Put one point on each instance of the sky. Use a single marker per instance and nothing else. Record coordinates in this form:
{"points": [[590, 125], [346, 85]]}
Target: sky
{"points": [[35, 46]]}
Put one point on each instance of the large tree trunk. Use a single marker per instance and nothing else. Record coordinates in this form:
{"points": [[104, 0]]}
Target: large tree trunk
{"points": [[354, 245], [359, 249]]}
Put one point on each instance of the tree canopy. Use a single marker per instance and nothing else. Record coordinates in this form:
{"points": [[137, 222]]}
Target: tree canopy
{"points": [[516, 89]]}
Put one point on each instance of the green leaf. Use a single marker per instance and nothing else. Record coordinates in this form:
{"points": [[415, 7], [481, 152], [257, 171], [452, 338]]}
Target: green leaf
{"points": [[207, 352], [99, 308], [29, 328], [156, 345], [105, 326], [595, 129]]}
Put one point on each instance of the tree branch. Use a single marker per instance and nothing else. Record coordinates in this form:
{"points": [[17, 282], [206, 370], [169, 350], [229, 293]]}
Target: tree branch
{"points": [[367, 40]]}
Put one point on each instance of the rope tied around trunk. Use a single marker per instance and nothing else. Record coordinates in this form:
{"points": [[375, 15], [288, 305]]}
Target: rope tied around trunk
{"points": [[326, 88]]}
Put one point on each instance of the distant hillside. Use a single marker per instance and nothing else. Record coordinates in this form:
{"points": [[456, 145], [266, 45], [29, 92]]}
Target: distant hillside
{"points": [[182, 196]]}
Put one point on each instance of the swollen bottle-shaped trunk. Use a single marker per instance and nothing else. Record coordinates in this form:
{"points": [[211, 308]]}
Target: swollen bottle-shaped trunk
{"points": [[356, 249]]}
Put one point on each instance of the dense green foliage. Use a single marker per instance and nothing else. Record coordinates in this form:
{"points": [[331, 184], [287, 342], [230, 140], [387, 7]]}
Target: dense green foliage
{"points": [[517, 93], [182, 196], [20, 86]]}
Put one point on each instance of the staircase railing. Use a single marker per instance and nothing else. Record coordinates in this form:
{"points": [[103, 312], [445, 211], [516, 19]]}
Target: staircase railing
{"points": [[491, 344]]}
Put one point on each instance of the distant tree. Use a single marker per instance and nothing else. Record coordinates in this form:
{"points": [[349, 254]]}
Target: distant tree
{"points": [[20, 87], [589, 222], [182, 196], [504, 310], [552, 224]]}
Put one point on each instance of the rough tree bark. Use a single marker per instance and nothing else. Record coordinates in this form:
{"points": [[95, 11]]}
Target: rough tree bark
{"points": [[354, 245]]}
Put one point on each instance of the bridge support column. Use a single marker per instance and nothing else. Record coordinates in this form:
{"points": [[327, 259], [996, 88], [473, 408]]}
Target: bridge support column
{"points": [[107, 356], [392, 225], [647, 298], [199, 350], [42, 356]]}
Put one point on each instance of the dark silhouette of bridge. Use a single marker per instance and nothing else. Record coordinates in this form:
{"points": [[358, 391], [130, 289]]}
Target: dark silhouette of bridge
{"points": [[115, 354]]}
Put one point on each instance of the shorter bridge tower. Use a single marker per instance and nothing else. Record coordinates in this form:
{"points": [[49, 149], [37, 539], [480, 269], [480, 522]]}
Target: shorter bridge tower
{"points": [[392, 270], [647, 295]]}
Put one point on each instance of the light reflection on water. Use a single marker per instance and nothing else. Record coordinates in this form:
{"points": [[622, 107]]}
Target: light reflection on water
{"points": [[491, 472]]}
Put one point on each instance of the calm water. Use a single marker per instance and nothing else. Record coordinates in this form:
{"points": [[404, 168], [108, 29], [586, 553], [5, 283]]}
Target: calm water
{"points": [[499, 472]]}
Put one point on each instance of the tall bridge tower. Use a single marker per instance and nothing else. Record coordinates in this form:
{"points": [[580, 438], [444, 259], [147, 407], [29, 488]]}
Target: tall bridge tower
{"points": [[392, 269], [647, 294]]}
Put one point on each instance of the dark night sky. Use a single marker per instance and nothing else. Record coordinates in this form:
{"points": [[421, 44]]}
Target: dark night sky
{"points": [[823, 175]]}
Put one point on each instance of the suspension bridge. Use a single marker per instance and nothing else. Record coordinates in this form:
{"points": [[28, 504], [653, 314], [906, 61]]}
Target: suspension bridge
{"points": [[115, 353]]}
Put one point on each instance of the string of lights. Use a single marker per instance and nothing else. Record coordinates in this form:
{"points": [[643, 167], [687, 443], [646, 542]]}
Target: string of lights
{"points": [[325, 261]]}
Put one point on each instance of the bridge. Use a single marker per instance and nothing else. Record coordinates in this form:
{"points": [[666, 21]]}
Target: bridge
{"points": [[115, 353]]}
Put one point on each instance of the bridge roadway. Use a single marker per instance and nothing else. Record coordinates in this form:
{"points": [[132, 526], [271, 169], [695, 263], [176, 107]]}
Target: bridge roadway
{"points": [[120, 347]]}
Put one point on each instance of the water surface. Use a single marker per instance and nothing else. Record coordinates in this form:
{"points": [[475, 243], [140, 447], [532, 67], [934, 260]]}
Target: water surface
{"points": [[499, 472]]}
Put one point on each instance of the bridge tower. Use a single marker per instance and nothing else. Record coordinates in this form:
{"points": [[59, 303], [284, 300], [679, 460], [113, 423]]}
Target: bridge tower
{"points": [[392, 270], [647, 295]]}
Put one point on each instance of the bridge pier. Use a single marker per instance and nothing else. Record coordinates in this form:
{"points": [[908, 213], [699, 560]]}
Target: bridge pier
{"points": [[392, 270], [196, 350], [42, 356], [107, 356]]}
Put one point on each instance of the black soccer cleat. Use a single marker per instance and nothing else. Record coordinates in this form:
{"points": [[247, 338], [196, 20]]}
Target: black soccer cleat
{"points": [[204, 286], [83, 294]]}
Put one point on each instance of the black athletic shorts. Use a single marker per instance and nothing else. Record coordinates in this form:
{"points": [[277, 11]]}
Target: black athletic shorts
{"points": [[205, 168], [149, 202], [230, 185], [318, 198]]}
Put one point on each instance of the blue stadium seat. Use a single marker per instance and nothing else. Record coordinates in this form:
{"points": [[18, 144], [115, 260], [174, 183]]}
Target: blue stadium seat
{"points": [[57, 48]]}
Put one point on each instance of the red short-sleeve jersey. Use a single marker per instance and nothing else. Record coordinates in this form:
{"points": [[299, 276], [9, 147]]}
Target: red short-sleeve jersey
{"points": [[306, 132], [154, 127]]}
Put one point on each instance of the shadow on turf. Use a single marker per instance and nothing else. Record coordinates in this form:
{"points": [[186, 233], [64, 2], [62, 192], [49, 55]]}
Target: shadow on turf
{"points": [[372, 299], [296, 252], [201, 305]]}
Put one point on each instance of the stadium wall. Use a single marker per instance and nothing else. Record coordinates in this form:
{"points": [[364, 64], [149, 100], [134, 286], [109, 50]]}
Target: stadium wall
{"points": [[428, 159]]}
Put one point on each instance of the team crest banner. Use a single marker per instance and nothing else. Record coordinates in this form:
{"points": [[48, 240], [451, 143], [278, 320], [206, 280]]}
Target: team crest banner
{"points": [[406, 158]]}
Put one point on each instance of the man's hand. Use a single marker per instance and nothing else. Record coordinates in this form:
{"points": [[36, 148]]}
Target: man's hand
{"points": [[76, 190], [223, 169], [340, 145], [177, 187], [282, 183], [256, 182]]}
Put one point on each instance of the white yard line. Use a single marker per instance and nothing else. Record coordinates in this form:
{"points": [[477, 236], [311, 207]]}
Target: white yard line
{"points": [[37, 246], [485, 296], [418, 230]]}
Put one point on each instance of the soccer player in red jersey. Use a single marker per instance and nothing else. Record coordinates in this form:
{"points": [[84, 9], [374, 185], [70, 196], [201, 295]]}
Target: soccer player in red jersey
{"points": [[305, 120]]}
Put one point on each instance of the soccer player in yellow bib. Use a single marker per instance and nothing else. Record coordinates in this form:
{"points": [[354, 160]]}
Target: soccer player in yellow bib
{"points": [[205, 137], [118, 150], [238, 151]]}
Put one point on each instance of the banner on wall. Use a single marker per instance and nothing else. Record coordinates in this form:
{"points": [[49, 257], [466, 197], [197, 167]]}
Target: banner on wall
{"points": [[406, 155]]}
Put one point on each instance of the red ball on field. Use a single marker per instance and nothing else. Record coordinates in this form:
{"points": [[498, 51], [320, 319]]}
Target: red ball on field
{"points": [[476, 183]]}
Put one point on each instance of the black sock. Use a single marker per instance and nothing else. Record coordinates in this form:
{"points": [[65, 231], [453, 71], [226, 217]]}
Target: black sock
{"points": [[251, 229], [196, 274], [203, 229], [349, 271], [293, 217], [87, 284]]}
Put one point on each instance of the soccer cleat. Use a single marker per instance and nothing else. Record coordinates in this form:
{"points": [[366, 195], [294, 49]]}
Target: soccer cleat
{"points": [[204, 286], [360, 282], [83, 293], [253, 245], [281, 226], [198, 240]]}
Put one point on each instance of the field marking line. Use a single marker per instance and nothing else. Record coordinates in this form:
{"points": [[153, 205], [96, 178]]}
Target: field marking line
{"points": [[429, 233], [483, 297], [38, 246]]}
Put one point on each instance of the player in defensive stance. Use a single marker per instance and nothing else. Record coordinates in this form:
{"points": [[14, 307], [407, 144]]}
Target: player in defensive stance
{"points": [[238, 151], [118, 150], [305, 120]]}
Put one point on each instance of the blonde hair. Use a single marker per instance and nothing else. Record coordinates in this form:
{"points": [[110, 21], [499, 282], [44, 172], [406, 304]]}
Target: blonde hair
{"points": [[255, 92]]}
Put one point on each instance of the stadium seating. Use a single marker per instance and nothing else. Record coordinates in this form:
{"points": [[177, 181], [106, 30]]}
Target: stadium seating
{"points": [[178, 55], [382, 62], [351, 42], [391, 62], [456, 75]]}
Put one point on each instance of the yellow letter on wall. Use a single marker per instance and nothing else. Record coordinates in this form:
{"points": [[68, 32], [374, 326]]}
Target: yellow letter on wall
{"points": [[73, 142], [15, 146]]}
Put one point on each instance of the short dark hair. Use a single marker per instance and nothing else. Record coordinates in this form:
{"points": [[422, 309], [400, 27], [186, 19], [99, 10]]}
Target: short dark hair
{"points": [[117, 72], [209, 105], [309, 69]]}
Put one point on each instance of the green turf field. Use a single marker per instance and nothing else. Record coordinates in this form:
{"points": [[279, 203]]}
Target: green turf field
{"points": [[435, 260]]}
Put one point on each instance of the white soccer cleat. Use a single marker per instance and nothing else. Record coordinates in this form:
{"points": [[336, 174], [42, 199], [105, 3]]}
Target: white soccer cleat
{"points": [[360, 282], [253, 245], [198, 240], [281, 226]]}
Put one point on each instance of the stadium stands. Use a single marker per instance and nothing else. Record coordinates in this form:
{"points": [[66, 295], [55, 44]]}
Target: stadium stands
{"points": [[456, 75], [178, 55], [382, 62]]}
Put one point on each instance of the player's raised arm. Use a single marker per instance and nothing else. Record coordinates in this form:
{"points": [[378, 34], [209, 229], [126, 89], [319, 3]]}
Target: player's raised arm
- - - - - - -
**Assignment**:
In the material above, how many lines hold the string "raised"? Give the number and nothing else.

**Problem solution**:
2